■ SET OF TASKS:
A - Quote the article on Modi's last-phase campaign word for word, everything from "Also read: Is Modi" down to "by the Congress.".
B - Name every person the article on Modi's last-phase campaign mentions by name.

■ SOURCE EXCERPT:
______________________________
Before last phase polling, a determined Modi has rattled two key rivals – Mamata & Mayawati
Modi Monitor

Before last phase polling, a determined Modi has rattled two key rivals – Mamata & Mayawati

Modi is throwing everything he has into this last phase. And Mamata and Mayawati’s responses show his barbs have hit home.

   
File photo| Narendra Modi during an election campaign in Uttar Pradesh | PTI

File photo| Narendra Modi during an election campaign in Uttar Pradesh | PTI

As the election campaign moves into the last phase, Prime Minister Narendra Modi has invoked issues both from the past, as well as from parts of India where elections are over to fight elections in other parts.

Modi’s new tagline over the last week has been: “Hua toh hua (What has happened, has happened).” It’s a phrase dripping with sarcasm, and he is using it to tear into the opposition.

He stops at nothing. He is determined to win. The long, seven-phase campaign has helped him on both counts. Let me explain how.


Also read: Is Modi correct in saying media is biased against him in his pre-election interviews?


In Bathinda, Punjab, Modi invoked Congressman Sam Pitroda’s ridiculous remark regarding the 1984 Sikh riots – which took place in the wake of Indira Gandhi’s assassination and in which more than 3,000 people were killed – and asked if this was the kind of party Punjab wanted to elect.

In Kushinagar and Deoria in eastern Uttar Pradesh, which goes to the polls on 19 May, Modi brought up the gangrape of a 19-year-old woman in Alwar, Rajasthan – the state had already gone to the polls on 29 April and 6 May and is now ruled by the Congress.
______________________________
■ DATASET EXTRACT:
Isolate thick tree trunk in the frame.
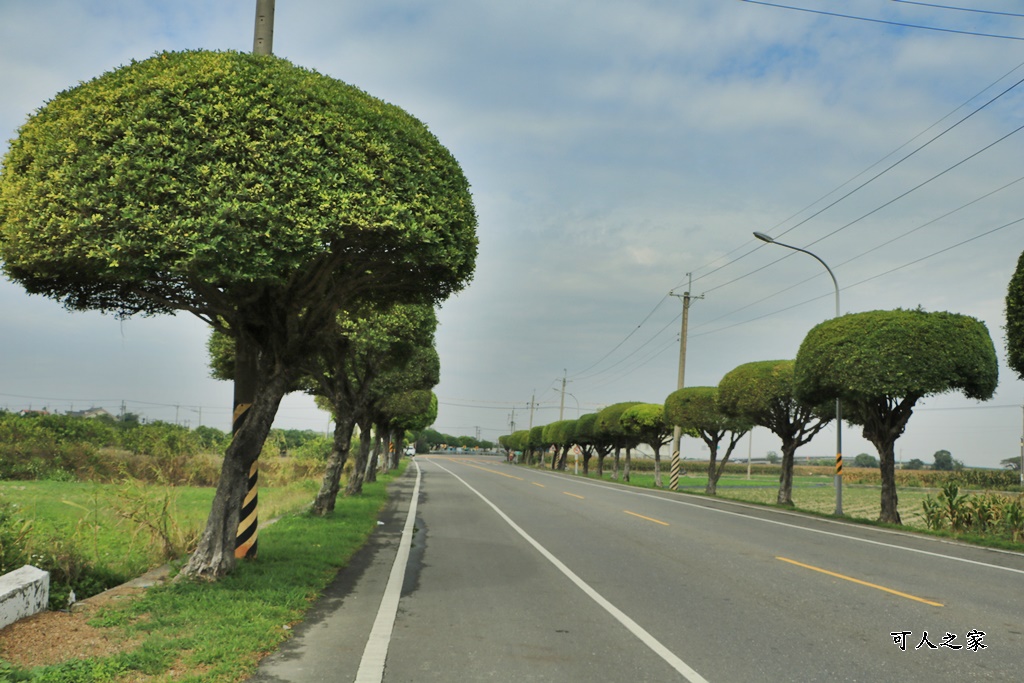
[360,429,383,483]
[775,441,797,508]
[180,371,289,581]
[312,416,355,517]
[654,444,664,488]
[345,424,373,496]
[705,443,718,496]
[873,439,903,524]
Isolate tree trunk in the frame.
[180,369,290,581]
[312,416,355,517]
[345,424,373,496]
[359,429,382,483]
[653,443,665,488]
[775,440,797,508]
[705,443,718,496]
[873,439,903,524]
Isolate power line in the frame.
[893,0,1024,17]
[741,0,1024,40]
[697,62,1024,292]
[572,294,669,379]
[692,217,1024,337]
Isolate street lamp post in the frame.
[754,232,843,516]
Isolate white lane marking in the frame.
[431,460,708,683]
[355,460,423,683]
[547,474,1024,574]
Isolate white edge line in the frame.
[431,460,708,683]
[355,460,423,683]
[545,473,1024,574]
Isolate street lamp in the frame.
[754,232,843,516]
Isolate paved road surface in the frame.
[247,456,1024,683]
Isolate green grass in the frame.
[0,471,408,683]
[567,462,970,545]
[0,481,316,581]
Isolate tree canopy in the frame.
[618,403,675,488]
[0,51,476,323]
[795,309,998,524]
[665,387,752,496]
[718,360,836,506]
[1007,252,1024,380]
[0,50,476,579]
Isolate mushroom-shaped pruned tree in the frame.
[0,50,476,580]
[575,413,608,477]
[795,309,998,524]
[665,387,752,496]
[527,425,548,467]
[594,400,640,481]
[544,420,575,470]
[1007,252,1024,380]
[618,403,675,488]
[718,360,836,506]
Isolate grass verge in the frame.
[540,463,1024,552]
[0,462,407,683]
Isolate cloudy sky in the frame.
[0,0,1024,466]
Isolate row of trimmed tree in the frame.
[0,50,477,579]
[499,307,999,524]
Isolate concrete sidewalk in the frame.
[249,468,416,683]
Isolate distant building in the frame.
[65,408,114,420]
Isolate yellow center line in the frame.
[439,458,523,481]
[623,510,669,526]
[775,556,945,607]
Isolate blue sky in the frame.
[0,0,1024,466]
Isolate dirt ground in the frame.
[0,567,167,668]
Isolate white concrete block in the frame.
[0,564,50,629]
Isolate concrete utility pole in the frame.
[253,0,274,54]
[231,0,274,559]
[669,272,703,490]
[558,369,568,422]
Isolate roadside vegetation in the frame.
[520,451,1024,552]
[0,461,408,683]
______________________________
■ RESPONSES BY TASK:
A -
Also read: Is Modi correct in saying media is biased against him in his pre-election interviews?


In Bathinda, Punjab, Modi invoked Congressman Sam Pitroda’s ridiculous remark regarding the 1984 Sikh riots – which took place in the wake of Indira Gandhi’s assassination and in which more than 3,000 people were killed – and asked if this was the kind of party Punjab wanted to elect.

In Kushinagar and Deoria in eastern Uttar Pradesh, which goes to the polls on 19 May, Modi brought up the gangrape of a 19-year-old woman in Alwar, Rajasthan – the state had already gone to the polls on 29 April and 6 May and is now ruled by the Congress.

B - Narendra Modi, Mamata, Mayawati, Sam Pitroda, Indira Gandhi